I always play at the default setting, which I think is Adept. I play Dead is Time to Reload.
I play adept, but that is usually pretty easy for me, so I make the game harder by not using any restore heath potions during battle. I reload when my characters die most of the time.
I usually play on Adept, occasionally on Expert if a character gets too powerful to be fun. I use followers in almost all of my games. The few times I’ve gone to Expert were with characters who were very combat-focused with little or no crafting and trading and little need for magicka, so they were strong for their level.
The characters who are a part of my fan fic are not played Dead-Is-Dead. They don’t get to die until I say so. I don’t actually remember any of them dying except for Jerric, and I think he’s mostly just fallen off of things. Jensa is not played DID, and she has died a lot over the years of playing her. She has been started over three times, and her original game is still playable. I don’t remember her dying lately, though, and the last time was when she fell off something in Markarth. She’s a bit of a drinker. Anyway my current characters Sir Magul 2, Nephiah Sarys, and the conjurer guy on the Xbox whose name I can never remember are DID. So were Achille, Asrael, Brynja, J’Shanji 1, Marco the Thief, Nivoniel, Selvyn, Shuvesse, and Zuuri. The others have retired, some because their games broke. And there were a few in the beginning while I was still learning the game who got reloaded. Now I know that if Farkas sends you after vampires at level 2, you should come back later. And I think any character would also know that. (Sorry, Brynja.)
I started playing the game on adept and found the difficulty ok, but afert about a month decided to move it up to master to have a go.
Failed miserably.
Put it down to expert and played on that ever since. Now I find adept way too easy, but still struggle with master.
Oh, and I always play Did. Which is funny cos I never did in oblivion or morrowind...
Adept, rarely change (only upwards when combat starts getting too easy as I get to higher levels), no DiD.
I play to have fun, I'm not a masochist.
So lately I've been bumping it up to Expert with Claire's game, maybe I'm getting too good at Skyrim or something. It helps that her game is not dead-is-DEAD, in the sense that in my DiD games, I'll have raised the bar enough with Claire that Adept + DiD will be a worthwhile challenge, but my t00ns won't just get pwned too easily or something
No way am I going for Master or Legendary though.

PROBLEM:
Copy the Skyrim difficulty posts word for word from "Oh, and I always" to "levels), no DiD.". The items that follow come from a separate source and aren't connected to the Skyrim difficulty posts.

ENTRIES PROVIDED:
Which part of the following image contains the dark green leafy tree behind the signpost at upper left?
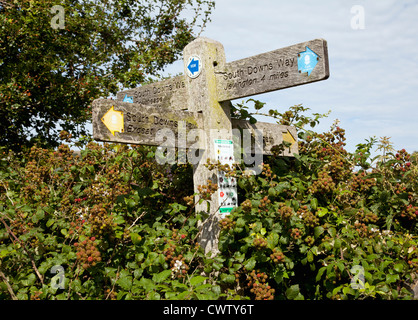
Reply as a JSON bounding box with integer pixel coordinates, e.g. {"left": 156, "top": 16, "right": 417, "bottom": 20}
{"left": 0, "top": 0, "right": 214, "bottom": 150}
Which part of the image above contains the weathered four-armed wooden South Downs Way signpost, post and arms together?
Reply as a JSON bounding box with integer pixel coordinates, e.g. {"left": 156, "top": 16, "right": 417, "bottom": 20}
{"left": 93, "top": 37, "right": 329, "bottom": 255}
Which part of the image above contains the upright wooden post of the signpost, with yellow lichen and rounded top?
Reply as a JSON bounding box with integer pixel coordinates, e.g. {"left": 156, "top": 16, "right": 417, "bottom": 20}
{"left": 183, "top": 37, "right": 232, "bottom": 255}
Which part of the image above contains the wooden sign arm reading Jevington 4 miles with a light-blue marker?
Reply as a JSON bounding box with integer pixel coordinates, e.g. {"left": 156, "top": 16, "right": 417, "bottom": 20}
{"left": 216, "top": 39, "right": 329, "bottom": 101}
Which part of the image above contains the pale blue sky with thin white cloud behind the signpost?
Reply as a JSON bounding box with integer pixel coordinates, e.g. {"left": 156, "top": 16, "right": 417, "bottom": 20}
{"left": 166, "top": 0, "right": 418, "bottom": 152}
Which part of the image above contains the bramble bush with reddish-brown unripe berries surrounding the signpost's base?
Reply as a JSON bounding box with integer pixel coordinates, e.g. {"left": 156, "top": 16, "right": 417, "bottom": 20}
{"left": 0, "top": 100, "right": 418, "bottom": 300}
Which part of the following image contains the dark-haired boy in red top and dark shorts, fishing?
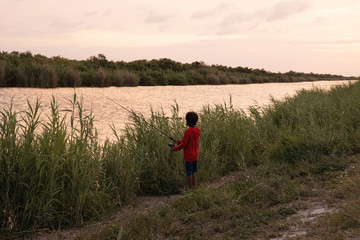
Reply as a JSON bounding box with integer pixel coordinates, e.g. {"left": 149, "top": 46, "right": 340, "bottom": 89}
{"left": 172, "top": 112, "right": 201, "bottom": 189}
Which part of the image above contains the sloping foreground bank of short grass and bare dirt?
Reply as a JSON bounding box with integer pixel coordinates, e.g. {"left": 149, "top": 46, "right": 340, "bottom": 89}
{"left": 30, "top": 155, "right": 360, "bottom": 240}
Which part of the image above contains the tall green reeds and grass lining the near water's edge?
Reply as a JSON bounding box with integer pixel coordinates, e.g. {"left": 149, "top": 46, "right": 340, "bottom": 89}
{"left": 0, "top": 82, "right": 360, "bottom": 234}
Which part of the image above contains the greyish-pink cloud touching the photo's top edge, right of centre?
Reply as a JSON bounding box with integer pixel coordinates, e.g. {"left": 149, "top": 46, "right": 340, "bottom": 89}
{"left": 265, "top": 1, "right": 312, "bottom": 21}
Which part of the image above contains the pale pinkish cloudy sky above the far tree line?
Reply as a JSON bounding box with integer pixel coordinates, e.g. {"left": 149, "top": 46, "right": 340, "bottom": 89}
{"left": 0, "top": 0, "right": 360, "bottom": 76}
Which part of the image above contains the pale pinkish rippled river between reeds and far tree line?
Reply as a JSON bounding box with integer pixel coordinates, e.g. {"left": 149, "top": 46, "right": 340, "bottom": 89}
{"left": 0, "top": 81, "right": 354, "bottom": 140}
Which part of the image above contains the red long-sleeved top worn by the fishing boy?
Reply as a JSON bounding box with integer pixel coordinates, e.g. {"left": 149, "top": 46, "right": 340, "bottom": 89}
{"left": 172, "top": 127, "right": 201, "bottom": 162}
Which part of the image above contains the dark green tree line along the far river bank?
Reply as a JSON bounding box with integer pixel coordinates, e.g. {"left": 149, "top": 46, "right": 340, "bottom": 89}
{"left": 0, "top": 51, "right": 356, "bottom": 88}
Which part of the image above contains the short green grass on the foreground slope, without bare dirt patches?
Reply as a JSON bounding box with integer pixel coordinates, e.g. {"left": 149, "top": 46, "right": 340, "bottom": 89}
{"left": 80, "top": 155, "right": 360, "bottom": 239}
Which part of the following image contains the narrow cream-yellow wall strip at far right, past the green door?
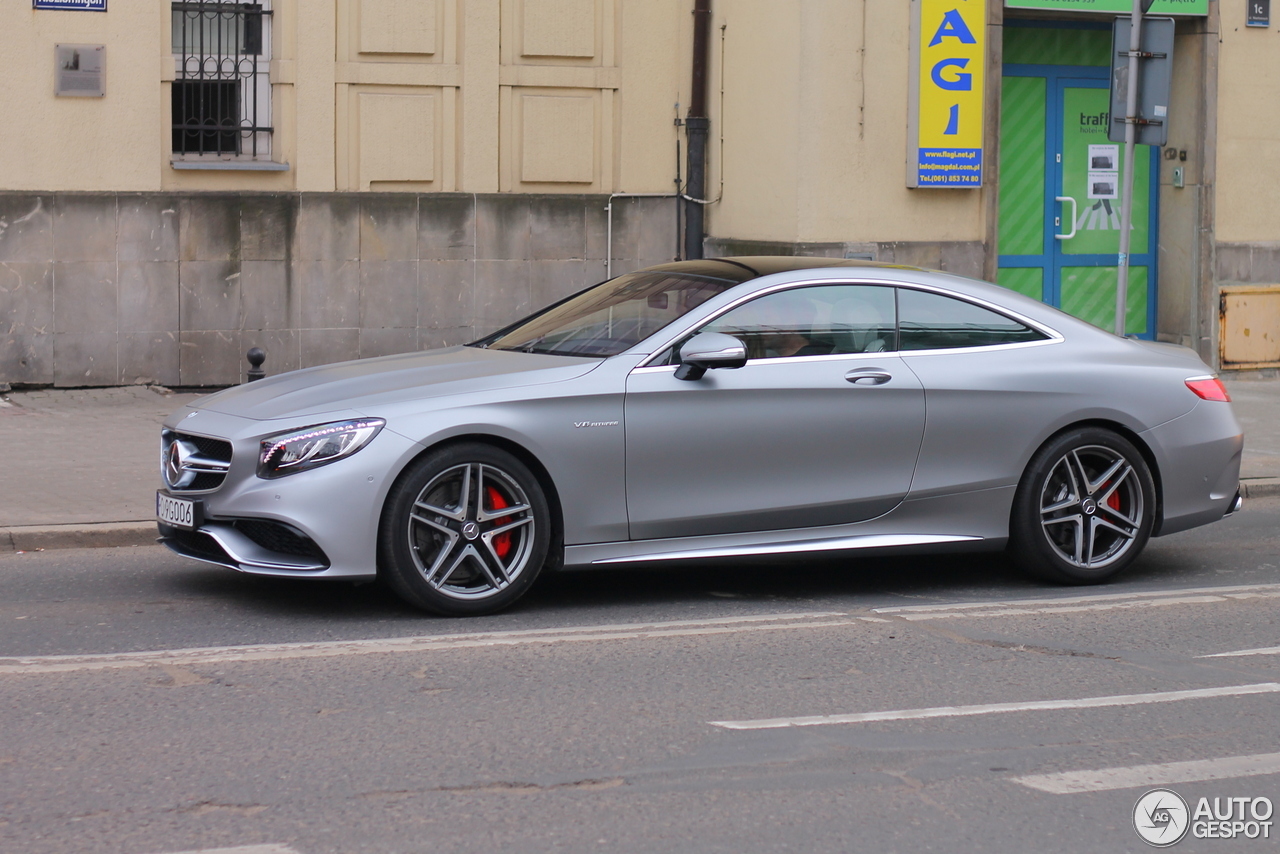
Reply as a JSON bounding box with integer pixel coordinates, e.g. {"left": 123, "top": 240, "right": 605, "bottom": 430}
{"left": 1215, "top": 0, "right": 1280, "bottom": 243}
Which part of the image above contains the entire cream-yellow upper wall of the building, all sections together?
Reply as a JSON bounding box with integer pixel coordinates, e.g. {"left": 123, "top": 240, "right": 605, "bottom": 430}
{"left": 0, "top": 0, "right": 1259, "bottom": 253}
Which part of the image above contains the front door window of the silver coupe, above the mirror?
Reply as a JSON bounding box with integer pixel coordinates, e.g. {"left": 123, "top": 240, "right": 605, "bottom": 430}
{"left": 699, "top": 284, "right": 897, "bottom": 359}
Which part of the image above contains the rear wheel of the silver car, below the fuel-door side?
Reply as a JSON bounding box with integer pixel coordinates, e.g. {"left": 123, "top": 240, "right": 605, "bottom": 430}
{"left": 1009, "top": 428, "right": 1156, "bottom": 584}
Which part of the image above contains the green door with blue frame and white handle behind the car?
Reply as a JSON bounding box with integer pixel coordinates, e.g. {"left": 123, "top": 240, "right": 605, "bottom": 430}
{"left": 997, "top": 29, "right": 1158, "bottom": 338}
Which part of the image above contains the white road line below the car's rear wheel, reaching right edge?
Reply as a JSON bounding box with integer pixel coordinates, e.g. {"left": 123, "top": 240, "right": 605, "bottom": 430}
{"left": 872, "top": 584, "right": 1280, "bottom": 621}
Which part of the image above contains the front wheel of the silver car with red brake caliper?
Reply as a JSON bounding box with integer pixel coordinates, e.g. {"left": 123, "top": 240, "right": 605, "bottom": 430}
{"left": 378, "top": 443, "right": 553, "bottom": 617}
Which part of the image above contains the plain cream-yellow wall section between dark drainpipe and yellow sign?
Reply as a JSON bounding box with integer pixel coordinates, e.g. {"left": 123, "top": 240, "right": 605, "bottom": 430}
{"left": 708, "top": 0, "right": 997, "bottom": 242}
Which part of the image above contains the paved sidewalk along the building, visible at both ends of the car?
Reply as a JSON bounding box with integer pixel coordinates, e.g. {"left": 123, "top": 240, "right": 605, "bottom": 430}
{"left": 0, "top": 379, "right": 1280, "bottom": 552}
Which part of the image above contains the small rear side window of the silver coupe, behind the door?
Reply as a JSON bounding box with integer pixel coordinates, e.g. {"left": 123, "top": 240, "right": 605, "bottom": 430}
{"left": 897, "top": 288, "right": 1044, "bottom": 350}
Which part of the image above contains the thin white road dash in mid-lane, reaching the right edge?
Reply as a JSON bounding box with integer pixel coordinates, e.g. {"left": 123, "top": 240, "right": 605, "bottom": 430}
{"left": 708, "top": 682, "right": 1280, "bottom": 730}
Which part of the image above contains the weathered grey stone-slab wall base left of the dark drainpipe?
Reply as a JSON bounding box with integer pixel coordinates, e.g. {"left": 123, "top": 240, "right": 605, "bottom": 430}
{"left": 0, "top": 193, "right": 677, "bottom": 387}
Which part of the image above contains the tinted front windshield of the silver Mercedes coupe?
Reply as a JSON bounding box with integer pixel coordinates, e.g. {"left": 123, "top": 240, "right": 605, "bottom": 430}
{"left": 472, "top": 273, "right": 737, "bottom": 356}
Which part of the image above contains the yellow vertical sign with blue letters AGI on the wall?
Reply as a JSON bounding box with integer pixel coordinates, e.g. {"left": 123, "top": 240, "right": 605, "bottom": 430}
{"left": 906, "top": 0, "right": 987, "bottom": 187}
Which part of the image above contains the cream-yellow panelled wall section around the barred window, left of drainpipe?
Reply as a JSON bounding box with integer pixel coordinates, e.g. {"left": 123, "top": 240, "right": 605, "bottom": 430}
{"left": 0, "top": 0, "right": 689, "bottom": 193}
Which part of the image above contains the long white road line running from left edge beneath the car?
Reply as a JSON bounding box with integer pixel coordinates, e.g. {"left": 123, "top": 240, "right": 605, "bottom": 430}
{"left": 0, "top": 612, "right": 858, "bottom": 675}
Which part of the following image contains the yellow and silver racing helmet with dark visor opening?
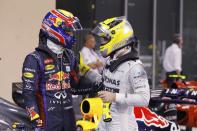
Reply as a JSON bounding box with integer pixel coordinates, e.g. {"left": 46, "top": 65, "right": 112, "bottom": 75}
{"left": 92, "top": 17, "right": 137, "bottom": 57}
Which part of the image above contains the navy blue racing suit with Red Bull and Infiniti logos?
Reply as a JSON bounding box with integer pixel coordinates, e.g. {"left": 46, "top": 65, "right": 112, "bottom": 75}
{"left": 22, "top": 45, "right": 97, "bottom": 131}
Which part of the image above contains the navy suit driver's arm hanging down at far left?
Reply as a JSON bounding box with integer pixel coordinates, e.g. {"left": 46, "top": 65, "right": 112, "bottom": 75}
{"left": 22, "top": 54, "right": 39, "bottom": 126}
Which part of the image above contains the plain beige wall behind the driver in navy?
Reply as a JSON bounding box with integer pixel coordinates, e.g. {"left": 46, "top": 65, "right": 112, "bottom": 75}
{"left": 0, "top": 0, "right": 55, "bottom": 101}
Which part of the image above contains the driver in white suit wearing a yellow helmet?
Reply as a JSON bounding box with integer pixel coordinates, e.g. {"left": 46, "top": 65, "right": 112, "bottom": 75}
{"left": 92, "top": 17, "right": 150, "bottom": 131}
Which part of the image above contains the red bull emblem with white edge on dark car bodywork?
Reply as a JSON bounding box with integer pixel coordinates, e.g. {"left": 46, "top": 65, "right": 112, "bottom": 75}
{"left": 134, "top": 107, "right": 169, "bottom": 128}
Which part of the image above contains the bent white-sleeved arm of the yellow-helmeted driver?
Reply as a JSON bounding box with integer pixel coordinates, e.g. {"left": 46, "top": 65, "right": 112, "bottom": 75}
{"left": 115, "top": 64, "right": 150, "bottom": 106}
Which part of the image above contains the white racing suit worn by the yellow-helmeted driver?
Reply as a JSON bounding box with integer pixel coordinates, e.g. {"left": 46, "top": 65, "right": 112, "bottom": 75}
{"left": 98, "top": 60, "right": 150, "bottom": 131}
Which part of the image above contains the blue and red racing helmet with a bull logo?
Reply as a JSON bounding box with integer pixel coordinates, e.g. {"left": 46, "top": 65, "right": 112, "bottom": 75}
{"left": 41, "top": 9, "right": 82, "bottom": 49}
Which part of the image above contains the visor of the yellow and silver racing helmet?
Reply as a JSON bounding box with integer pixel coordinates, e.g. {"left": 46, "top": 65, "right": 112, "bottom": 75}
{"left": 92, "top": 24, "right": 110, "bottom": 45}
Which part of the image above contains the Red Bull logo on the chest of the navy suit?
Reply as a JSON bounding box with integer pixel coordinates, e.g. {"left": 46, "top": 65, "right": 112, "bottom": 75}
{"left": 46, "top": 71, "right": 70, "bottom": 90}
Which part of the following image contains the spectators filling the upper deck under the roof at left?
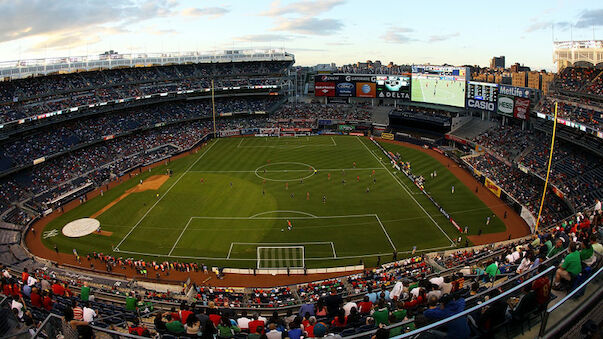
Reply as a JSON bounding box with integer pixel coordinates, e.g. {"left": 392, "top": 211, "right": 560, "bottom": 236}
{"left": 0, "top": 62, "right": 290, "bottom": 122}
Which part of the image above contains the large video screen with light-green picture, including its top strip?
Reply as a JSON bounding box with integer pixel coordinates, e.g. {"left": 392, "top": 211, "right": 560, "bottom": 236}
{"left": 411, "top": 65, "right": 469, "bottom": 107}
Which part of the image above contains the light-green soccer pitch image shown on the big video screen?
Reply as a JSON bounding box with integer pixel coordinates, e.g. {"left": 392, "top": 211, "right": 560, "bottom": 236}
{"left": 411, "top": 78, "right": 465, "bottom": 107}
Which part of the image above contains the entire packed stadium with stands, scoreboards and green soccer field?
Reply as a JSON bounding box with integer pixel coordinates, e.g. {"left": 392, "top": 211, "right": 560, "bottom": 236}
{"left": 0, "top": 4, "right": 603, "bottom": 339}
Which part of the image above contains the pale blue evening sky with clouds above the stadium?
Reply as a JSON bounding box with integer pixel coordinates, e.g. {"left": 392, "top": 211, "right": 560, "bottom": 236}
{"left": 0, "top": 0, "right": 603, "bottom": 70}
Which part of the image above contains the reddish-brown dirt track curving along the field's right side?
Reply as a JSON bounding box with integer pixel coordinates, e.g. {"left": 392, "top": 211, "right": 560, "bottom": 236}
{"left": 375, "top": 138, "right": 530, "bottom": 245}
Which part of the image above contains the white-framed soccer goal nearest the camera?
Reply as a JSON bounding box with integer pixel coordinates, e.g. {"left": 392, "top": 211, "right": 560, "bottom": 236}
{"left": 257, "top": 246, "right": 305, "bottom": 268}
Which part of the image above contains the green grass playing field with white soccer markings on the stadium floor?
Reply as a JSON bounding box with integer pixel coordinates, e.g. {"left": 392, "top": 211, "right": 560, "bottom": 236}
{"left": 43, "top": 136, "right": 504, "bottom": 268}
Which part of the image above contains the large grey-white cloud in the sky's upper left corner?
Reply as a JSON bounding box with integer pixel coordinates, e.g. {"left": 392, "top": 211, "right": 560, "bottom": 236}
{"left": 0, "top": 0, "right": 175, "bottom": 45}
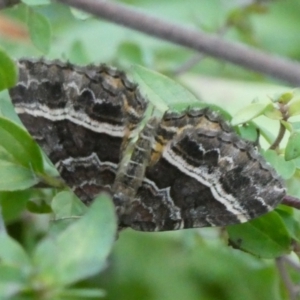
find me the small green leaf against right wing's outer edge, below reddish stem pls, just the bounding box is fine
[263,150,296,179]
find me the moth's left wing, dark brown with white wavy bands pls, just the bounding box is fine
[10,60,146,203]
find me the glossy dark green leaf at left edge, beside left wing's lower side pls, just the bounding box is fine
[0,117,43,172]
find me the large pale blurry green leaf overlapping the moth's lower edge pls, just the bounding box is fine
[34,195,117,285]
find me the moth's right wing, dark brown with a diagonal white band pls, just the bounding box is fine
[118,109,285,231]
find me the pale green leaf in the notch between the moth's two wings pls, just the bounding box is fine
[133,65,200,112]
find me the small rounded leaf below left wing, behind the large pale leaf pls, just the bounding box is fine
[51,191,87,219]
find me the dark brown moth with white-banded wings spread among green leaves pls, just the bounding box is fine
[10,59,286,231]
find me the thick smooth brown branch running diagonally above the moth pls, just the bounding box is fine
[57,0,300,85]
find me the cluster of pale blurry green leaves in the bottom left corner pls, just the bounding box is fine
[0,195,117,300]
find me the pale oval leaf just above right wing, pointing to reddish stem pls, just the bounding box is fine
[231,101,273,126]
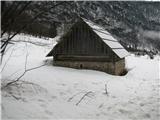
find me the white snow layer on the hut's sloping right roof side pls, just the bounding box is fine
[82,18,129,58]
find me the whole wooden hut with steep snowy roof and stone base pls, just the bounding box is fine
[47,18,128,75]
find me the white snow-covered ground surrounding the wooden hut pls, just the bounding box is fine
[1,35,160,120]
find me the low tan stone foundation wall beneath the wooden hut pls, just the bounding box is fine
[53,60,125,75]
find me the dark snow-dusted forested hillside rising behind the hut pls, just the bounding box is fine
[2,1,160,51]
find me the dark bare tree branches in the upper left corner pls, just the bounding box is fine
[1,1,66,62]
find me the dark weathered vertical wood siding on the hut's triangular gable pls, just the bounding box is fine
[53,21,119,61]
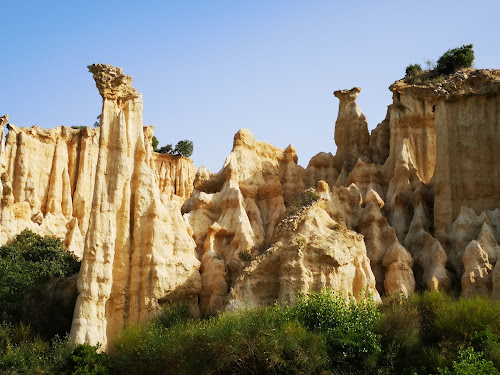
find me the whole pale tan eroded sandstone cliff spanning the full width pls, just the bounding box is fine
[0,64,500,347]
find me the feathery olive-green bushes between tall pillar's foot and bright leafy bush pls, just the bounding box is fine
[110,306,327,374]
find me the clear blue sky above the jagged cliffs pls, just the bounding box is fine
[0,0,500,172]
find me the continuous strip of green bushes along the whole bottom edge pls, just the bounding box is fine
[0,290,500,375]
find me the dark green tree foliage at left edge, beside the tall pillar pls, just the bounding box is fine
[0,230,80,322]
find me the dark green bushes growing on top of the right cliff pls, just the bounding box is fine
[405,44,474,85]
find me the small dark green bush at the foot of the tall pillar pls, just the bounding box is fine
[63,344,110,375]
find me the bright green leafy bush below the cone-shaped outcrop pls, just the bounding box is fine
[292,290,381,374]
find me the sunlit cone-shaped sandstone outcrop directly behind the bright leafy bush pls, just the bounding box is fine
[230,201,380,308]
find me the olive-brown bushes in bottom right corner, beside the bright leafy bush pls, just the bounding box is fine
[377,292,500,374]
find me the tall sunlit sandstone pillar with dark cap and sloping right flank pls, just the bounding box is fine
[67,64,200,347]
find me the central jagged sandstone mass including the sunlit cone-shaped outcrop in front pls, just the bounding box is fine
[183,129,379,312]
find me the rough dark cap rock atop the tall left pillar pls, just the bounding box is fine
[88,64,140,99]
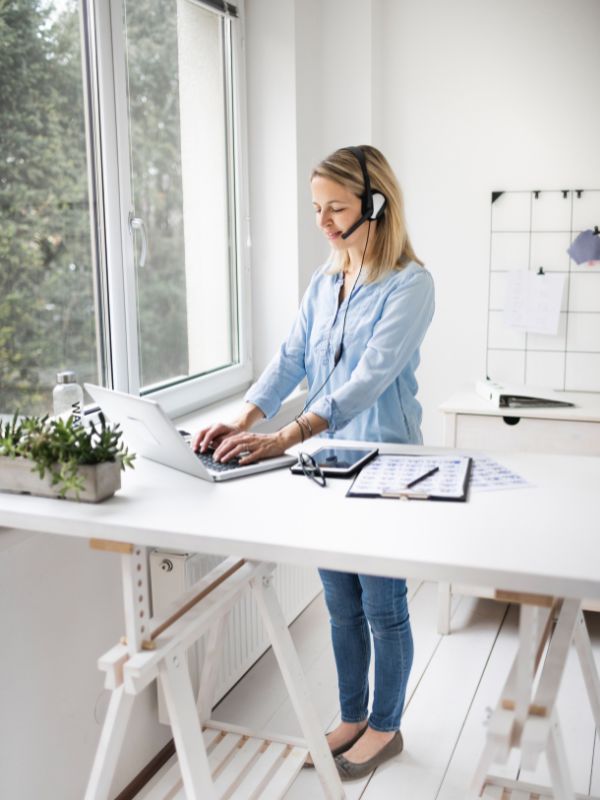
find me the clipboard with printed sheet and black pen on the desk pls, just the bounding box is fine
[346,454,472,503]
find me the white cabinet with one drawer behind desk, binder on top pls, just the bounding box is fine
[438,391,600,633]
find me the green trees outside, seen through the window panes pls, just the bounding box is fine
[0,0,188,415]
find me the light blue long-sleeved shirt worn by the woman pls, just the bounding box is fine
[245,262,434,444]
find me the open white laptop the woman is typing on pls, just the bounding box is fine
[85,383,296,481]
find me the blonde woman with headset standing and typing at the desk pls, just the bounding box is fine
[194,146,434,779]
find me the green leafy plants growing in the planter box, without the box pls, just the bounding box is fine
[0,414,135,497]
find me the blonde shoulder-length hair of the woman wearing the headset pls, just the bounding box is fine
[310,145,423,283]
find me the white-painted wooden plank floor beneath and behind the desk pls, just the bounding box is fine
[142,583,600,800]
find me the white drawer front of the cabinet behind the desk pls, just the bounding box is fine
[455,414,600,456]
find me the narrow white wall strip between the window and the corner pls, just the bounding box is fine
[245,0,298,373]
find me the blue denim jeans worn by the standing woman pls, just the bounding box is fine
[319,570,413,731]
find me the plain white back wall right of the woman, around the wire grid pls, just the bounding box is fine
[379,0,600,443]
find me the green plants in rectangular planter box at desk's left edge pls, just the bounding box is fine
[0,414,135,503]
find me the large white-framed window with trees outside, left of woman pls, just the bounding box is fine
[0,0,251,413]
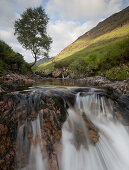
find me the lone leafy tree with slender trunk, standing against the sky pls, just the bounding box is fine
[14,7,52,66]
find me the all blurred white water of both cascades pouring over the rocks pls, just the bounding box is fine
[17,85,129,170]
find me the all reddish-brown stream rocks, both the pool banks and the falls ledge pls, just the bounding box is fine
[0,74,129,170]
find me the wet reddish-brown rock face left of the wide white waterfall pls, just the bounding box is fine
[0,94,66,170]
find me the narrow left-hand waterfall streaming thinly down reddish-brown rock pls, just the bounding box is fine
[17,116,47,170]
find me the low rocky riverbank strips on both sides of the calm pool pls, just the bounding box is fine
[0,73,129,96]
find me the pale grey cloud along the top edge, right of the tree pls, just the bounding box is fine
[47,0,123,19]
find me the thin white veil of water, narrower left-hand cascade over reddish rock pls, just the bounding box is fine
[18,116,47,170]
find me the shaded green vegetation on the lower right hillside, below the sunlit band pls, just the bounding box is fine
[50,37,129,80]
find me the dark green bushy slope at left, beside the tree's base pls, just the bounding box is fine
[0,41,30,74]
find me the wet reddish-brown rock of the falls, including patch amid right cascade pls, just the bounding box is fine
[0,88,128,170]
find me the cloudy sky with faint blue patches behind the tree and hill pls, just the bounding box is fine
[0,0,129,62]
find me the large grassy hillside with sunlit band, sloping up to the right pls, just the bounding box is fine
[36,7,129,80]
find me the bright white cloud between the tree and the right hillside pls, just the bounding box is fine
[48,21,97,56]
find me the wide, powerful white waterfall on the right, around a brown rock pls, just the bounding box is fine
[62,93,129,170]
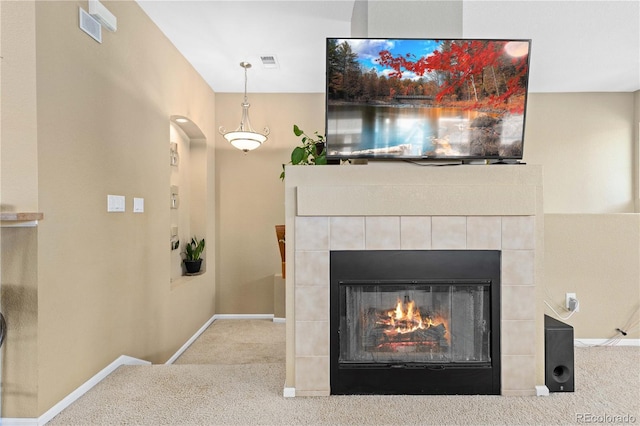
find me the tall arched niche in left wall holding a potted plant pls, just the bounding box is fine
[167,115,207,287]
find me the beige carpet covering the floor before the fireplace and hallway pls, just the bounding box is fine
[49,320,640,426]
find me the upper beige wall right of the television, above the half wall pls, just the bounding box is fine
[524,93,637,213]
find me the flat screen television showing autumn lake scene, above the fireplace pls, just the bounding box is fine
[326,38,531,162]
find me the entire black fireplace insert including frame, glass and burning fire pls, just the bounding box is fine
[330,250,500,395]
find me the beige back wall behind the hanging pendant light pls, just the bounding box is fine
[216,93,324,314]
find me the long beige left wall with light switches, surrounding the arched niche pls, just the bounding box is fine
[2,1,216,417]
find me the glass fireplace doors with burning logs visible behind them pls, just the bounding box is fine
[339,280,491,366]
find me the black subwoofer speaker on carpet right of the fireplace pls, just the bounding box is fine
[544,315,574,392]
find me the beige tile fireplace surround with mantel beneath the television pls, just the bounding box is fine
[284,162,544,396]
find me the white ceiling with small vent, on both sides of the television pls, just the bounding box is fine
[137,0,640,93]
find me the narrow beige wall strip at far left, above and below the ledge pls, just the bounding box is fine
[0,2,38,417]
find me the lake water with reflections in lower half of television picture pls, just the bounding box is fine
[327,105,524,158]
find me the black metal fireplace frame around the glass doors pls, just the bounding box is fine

SOLUTION:
Oh, and I always play Did. Which is funny cos I never did in oblivion or morrowind...
Adept, rarely change (only upwards when combat starts getting too easy as I get to higher levels), no DiD.